◆ Exercise details
Copy the lines between the one holding "Every instance of the glass base gets" and the one holding "Please outline every instance of the glass", inclusive, reproducing them verbatim from the items below.
begin Material for this task
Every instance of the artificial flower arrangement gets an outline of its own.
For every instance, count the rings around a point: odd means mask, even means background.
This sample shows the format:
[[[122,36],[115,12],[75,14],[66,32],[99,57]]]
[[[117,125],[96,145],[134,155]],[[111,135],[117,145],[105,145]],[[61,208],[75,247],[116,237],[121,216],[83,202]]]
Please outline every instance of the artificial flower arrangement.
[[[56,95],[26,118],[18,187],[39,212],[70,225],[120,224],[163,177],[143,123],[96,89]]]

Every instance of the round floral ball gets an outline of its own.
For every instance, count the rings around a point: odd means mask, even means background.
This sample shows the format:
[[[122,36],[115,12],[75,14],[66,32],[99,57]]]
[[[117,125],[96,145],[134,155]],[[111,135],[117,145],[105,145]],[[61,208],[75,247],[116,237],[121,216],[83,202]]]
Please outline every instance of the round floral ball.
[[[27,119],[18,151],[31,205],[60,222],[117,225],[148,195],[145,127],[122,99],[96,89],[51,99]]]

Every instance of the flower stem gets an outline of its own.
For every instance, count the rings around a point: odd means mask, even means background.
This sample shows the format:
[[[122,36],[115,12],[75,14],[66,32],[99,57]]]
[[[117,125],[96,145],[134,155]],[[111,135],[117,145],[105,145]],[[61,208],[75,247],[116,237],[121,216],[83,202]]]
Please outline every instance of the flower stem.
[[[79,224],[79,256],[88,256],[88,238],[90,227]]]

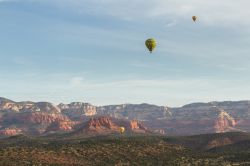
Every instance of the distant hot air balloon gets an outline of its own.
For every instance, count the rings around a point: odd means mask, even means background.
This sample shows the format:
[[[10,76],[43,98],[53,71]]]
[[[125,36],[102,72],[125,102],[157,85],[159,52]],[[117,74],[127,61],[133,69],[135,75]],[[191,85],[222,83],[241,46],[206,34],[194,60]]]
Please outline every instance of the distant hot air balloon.
[[[125,132],[125,127],[120,127],[119,131],[120,131],[121,134],[123,134]]]
[[[153,38],[150,38],[150,39],[146,40],[145,45],[148,48],[148,50],[150,51],[150,53],[152,53],[152,51],[155,49],[155,47],[157,45],[157,41]]]
[[[196,22],[197,16],[193,16],[192,19],[193,19],[194,22]]]

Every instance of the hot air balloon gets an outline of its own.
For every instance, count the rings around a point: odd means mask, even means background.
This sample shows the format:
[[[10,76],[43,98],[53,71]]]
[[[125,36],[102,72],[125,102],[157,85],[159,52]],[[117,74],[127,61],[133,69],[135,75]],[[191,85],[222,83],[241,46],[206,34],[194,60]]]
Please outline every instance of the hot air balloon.
[[[155,47],[157,45],[157,41],[153,38],[150,38],[150,39],[146,40],[145,45],[148,48],[148,50],[150,51],[150,53],[152,53],[152,51],[155,49]]]
[[[121,134],[123,134],[125,132],[125,127],[120,127],[119,131],[120,131]]]
[[[197,16],[193,16],[192,19],[193,19],[194,22],[196,22]]]

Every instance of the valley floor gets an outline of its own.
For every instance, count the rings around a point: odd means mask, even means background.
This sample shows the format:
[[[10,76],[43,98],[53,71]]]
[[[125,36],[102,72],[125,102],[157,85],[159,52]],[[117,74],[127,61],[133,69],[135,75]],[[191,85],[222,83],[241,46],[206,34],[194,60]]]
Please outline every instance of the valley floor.
[[[235,142],[220,146],[220,139]],[[209,147],[208,143],[215,140],[217,145]],[[249,135],[243,133],[65,140],[15,136],[0,140],[0,165],[250,165],[248,142]]]

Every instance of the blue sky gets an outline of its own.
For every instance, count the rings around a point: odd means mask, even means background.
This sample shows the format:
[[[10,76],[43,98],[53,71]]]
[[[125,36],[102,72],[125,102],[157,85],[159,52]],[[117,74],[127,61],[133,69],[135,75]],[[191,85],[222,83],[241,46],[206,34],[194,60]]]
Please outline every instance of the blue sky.
[[[0,96],[168,106],[250,99],[249,6],[0,0]],[[144,46],[150,37],[158,41],[152,55]]]

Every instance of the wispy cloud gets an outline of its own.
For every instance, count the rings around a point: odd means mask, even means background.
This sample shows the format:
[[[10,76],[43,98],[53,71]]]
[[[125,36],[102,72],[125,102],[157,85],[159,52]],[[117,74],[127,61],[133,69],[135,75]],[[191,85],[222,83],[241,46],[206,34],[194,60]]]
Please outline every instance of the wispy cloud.
[[[197,15],[200,22],[209,25],[248,24],[250,11],[246,0],[46,0],[62,9],[78,13],[110,15],[124,20],[178,18],[190,20]],[[129,19],[128,19],[129,18]]]

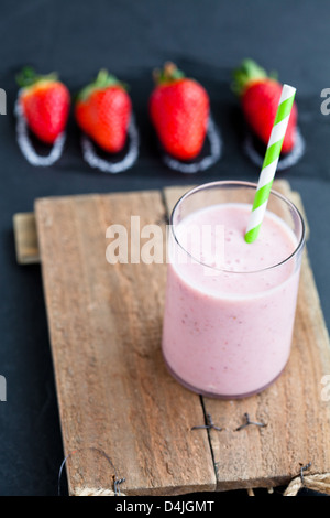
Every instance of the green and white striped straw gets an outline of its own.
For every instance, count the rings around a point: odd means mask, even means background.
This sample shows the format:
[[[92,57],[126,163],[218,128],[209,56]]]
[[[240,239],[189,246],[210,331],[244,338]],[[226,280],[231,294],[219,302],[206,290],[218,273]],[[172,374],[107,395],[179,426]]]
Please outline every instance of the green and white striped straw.
[[[261,170],[255,197],[245,233],[245,241],[253,242],[258,236],[260,228],[266,212],[267,202],[275,176],[282,144],[286,133],[289,116],[294,105],[296,88],[283,85],[280,99],[272,133],[268,140],[266,154]]]

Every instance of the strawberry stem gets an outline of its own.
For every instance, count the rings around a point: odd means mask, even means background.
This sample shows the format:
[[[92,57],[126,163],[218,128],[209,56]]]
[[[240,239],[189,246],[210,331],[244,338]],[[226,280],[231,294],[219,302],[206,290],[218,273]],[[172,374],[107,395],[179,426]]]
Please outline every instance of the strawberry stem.
[[[161,71],[154,69],[153,77],[156,85],[165,85],[182,79],[185,74],[174,63],[166,62]]]
[[[114,75],[109,74],[106,68],[101,68],[95,80],[78,93],[77,99],[86,100],[95,90],[101,90],[111,86],[128,89],[124,83],[121,83]]]
[[[16,83],[21,88],[32,86],[35,83],[38,83],[40,80],[54,82],[57,79],[58,76],[55,72],[52,72],[47,75],[41,75],[36,74],[35,69],[32,66],[24,66],[22,71],[16,74]]]

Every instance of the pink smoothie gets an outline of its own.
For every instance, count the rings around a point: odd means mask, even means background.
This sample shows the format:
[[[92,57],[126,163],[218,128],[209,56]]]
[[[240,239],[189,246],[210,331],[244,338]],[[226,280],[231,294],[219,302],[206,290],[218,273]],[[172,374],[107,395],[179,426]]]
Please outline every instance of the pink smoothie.
[[[266,212],[257,240],[246,244],[250,212],[245,204],[213,205],[174,229],[184,248],[173,240],[169,249],[163,354],[170,373],[199,393],[255,393],[289,357],[299,263],[286,259],[297,239]]]

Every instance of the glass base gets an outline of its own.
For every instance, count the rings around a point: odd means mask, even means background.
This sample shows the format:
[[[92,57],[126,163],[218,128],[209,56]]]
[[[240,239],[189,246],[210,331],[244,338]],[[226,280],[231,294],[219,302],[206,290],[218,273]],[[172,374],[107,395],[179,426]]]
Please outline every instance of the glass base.
[[[198,393],[199,396],[205,396],[207,398],[213,398],[213,399],[244,399],[244,398],[250,398],[251,396],[255,396],[260,392],[263,392],[264,390],[266,390],[271,385],[273,385],[278,378],[279,376],[282,375],[284,368],[280,370],[280,373],[275,376],[275,378],[272,379],[272,381],[270,381],[268,384],[264,385],[263,387],[258,388],[258,389],[255,389],[251,392],[246,392],[246,393],[239,393],[239,395],[222,395],[222,393],[216,393],[216,392],[207,392],[206,390],[201,390],[197,387],[193,387],[191,385],[187,384],[185,380],[183,380],[168,365],[168,363],[166,361],[164,355],[163,355],[163,358],[164,358],[164,361],[165,361],[165,365],[167,367],[167,370],[168,373],[170,374],[170,376],[176,379],[180,385],[183,385],[186,389],[190,390],[191,392],[195,392],[195,393]]]

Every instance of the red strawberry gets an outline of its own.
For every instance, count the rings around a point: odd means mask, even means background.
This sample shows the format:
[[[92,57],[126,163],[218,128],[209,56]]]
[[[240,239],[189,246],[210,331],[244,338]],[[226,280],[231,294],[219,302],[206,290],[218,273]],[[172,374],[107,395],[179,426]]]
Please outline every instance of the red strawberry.
[[[78,95],[78,126],[105,151],[118,153],[125,144],[132,102],[125,87],[101,69],[94,83]]]
[[[53,144],[64,131],[70,106],[67,87],[56,74],[41,76],[25,67],[18,75],[22,87],[19,102],[33,133],[45,143]]]
[[[240,96],[242,110],[252,131],[267,144],[274,125],[283,85],[267,76],[254,61],[244,60],[233,74],[233,89]],[[298,109],[294,102],[282,152],[288,153],[296,142]]]
[[[179,160],[196,158],[204,144],[209,96],[195,79],[184,76],[173,63],[155,73],[150,116],[164,149]]]

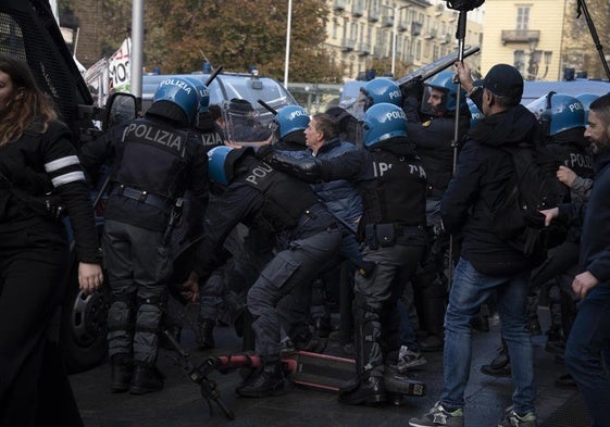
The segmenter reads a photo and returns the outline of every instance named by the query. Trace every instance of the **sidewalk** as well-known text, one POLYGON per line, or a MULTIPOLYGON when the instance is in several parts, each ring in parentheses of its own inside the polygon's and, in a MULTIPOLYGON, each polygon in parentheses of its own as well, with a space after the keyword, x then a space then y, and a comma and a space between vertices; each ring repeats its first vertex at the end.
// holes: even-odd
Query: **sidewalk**
MULTIPOLYGON (((547 319, 548 311, 541 309, 540 319, 547 319)), ((543 330, 546 325, 543 324, 543 330)), ((480 367, 489 363, 500 344, 499 325, 491 319, 489 332, 474 331, 471 380, 466 389, 464 420, 466 427, 497 426, 503 409, 510 404, 512 385, 510 378, 494 378, 480 373, 480 367)), ((212 352, 192 351, 194 363, 201 363, 209 355, 231 354, 240 351, 241 341, 229 327, 214 330, 216 349, 212 352)), ((553 362, 553 355, 544 350, 545 337, 534 338, 536 376, 538 386, 538 424, 543 425, 567 402, 577 397, 574 389, 557 388, 553 380, 563 373, 562 366, 553 362)), ((183 331, 182 346, 195 347, 194 334, 183 331)), ((343 355, 334 342, 329 342, 328 354, 343 355)), ((112 394, 108 384, 110 367, 104 364, 86 373, 71 376, 75 395, 86 427, 191 427, 191 426, 264 426, 264 427, 369 427, 407 426, 411 416, 426 412, 440 395, 443 386, 443 353, 425 353, 427 364, 416 373, 416 378, 427 385, 427 395, 408 398, 402 406, 348 406, 337 402, 337 395, 292 386, 281 397, 246 399, 235 394, 234 389, 241 378, 238 373, 210 377, 217 381, 225 404, 235 413, 228 420, 214 406, 209 418, 199 388, 183 375, 170 359, 172 352, 162 350, 159 366, 165 373, 165 388, 146 395, 112 394)), ((564 410, 564 409, 563 409, 564 410)), ((567 420, 568 418, 562 417, 567 420)), ((587 423, 583 420, 583 426, 587 423)), ((577 424, 565 424, 576 426, 577 424)))

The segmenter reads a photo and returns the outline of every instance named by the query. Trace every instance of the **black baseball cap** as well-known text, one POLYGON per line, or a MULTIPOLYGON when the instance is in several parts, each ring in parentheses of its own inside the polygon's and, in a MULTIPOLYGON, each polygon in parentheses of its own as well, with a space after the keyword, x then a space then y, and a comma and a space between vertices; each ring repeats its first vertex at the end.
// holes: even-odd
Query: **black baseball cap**
POLYGON ((523 77, 514 66, 497 64, 485 75, 483 87, 494 95, 521 100, 523 96, 523 77))

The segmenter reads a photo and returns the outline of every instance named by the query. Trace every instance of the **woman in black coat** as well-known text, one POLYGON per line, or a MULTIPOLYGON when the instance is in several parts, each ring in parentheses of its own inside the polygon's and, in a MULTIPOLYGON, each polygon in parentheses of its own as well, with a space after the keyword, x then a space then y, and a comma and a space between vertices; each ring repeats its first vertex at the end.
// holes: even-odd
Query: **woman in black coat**
POLYGON ((67 127, 27 64, 0 53, 0 425, 82 426, 57 342, 70 215, 78 282, 103 281, 91 198, 67 127))

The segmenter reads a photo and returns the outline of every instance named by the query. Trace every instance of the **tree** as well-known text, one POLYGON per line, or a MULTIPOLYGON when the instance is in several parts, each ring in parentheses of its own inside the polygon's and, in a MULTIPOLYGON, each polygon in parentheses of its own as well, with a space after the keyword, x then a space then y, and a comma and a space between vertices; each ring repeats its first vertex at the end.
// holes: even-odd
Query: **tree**
MULTIPOLYGON (((129 35, 132 2, 60 0, 78 16, 101 2, 96 37, 100 56, 112 54, 129 35)), ((290 80, 338 83, 340 70, 323 48, 325 0, 292 2, 290 80)), ((247 72, 283 79, 288 1, 274 0, 147 0, 145 3, 145 67, 164 74, 201 70, 208 60, 224 71, 247 72)))
MULTIPOLYGON (((200 70, 203 61, 225 71, 284 75, 287 1, 151 0, 147 3, 145 58, 164 73, 200 70), (194 12, 196 11, 196 12, 194 12), (152 25, 162 22, 163 25, 152 25)), ((324 0, 296 1, 290 37, 290 78, 339 81, 322 48, 328 10, 324 0)))

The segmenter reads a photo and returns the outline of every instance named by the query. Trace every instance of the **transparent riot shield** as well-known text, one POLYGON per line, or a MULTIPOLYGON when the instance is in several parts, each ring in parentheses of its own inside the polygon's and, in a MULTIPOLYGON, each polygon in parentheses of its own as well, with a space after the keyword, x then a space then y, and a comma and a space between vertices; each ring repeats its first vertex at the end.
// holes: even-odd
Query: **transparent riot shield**
POLYGON ((260 146, 271 142, 273 129, 263 124, 257 110, 246 100, 233 99, 222 109, 227 142, 235 146, 260 146))

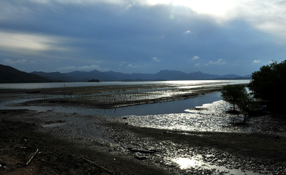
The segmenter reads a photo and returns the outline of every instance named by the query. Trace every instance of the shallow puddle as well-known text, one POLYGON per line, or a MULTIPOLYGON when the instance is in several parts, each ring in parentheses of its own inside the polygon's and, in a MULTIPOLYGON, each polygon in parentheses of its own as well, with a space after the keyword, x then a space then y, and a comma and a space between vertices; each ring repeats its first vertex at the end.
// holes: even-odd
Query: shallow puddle
POLYGON ((6 104, 22 103, 34 99, 9 100, 0 102, 0 109, 27 109, 39 112, 52 110, 55 112, 79 113, 84 115, 100 115, 110 117, 119 117, 126 115, 145 116, 166 114, 188 113, 187 109, 194 108, 206 103, 221 100, 220 92, 217 92, 186 99, 177 100, 156 103, 134 105, 113 109, 99 109, 79 107, 61 106, 6 106, 6 104), (26 100, 26 101, 25 101, 26 100))
MULTIPOLYGON (((181 169, 188 169, 192 168, 198 169, 208 169, 212 171, 212 174, 219 174, 219 173, 225 174, 234 174, 235 175, 257 175, 263 174, 257 174, 241 169, 230 169, 224 166, 218 166, 213 164, 205 163, 200 160, 201 156, 198 155, 190 158, 176 158, 172 159, 172 161, 178 164, 181 169)), ((217 160, 220 161, 220 160, 217 160)))

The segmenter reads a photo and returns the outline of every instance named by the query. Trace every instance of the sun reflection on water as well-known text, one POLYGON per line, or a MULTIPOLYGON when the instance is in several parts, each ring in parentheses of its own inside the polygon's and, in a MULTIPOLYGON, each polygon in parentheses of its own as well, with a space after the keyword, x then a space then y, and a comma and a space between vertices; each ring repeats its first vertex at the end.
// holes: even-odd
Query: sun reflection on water
POLYGON ((172 161, 179 164, 181 169, 186 169, 190 167, 194 167, 199 165, 195 160, 189 158, 180 158, 174 159, 172 161))

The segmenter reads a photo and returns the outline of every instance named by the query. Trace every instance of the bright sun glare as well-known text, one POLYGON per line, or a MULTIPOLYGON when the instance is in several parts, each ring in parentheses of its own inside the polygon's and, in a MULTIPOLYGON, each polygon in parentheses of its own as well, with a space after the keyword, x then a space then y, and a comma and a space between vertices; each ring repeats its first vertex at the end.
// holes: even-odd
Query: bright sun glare
POLYGON ((181 158, 174 159, 172 160, 179 164, 181 169, 186 169, 188 167, 194 167, 198 164, 195 161, 191 160, 188 158, 181 158))
POLYGON ((148 1, 148 2, 152 4, 171 4, 174 5, 183 5, 189 7, 200 13, 211 14, 219 15, 225 14, 228 9, 234 6, 235 4, 235 1, 232 0, 178 0, 175 1, 167 0, 149 0, 148 1))

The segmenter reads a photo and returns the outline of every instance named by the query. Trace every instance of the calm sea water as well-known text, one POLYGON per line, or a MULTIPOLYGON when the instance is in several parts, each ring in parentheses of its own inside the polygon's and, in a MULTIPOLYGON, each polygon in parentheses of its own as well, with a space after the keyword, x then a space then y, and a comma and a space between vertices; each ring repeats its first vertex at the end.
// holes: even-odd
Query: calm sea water
POLYGON ((110 81, 93 82, 46 83, 1 83, 0 89, 37 89, 48 88, 60 88, 64 85, 67 87, 77 87, 90 86, 104 85, 203 85, 211 83, 210 85, 217 84, 221 84, 249 83, 249 80, 189 80, 184 81, 141 81, 123 82, 110 81))
POLYGON ((184 111, 184 110, 196 106, 201 106, 204 104, 218 101, 221 99, 220 93, 217 92, 186 99, 110 109, 59 106, 8 107, 4 106, 6 104, 21 103, 34 99, 36 99, 0 101, 0 109, 27 109, 38 111, 39 112, 52 110, 56 112, 75 112, 84 115, 101 115, 112 117, 131 115, 145 116, 189 113, 184 111))

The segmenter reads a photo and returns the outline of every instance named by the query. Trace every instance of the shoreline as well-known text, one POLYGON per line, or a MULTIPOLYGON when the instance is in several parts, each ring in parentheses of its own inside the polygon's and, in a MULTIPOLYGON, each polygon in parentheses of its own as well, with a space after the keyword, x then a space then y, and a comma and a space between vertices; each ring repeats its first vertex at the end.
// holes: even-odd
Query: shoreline
POLYGON ((0 169, 0 173, 15 168, 10 174, 108 174, 87 163, 82 157, 115 174, 147 175, 150 171, 152 174, 160 175, 192 172, 198 175, 217 172, 203 168, 181 169, 172 160, 180 158, 191 159, 196 155, 202 156, 205 163, 231 169, 240 168, 267 174, 286 172, 284 137, 274 139, 274 136, 263 133, 141 127, 126 124, 133 120, 128 117, 126 119, 28 110, 0 112, 0 130, 5 133, 0 136, 1 153, 7 155, 2 157, 1 162, 8 165, 6 169, 0 169), (75 120, 70 120, 72 118, 75 120), (41 127, 63 122, 68 124, 59 127, 41 127), (97 129, 92 132, 92 128, 97 129), (155 153, 142 153, 147 159, 138 160, 134 157, 134 153, 120 143, 126 147, 154 150, 155 153), (27 156, 36 149, 39 153, 28 166, 23 166, 29 159, 27 156))
POLYGON ((17 104, 9 104, 9 106, 60 106, 63 107, 79 107, 101 109, 112 109, 125 107, 132 106, 145 104, 150 103, 160 103, 178 100, 187 99, 206 95, 220 91, 221 90, 216 89, 202 91, 201 93, 195 93, 176 95, 171 97, 161 97, 155 99, 138 100, 132 101, 125 101, 115 103, 105 104, 92 104, 88 103, 77 102, 69 101, 65 99, 40 99, 28 101, 26 102, 17 104))

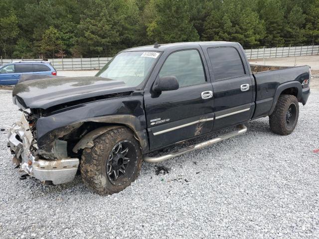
end Material for this task
◆ Solution to the exercise
Every instance of the glass base gets an outline of its own.
For every instance, count the rings around a point: odd means mask, even means background.
This sample shows the format:
[[[92,57],[126,163],[218,128],[209,56]]]
[[[240,239],[189,246],[210,331],[244,338]],[[226,280],[231,294],[219,302],[206,290],[218,273]],[[172,374],[107,395],[179,426]]]
Please outline every instance of the glass base.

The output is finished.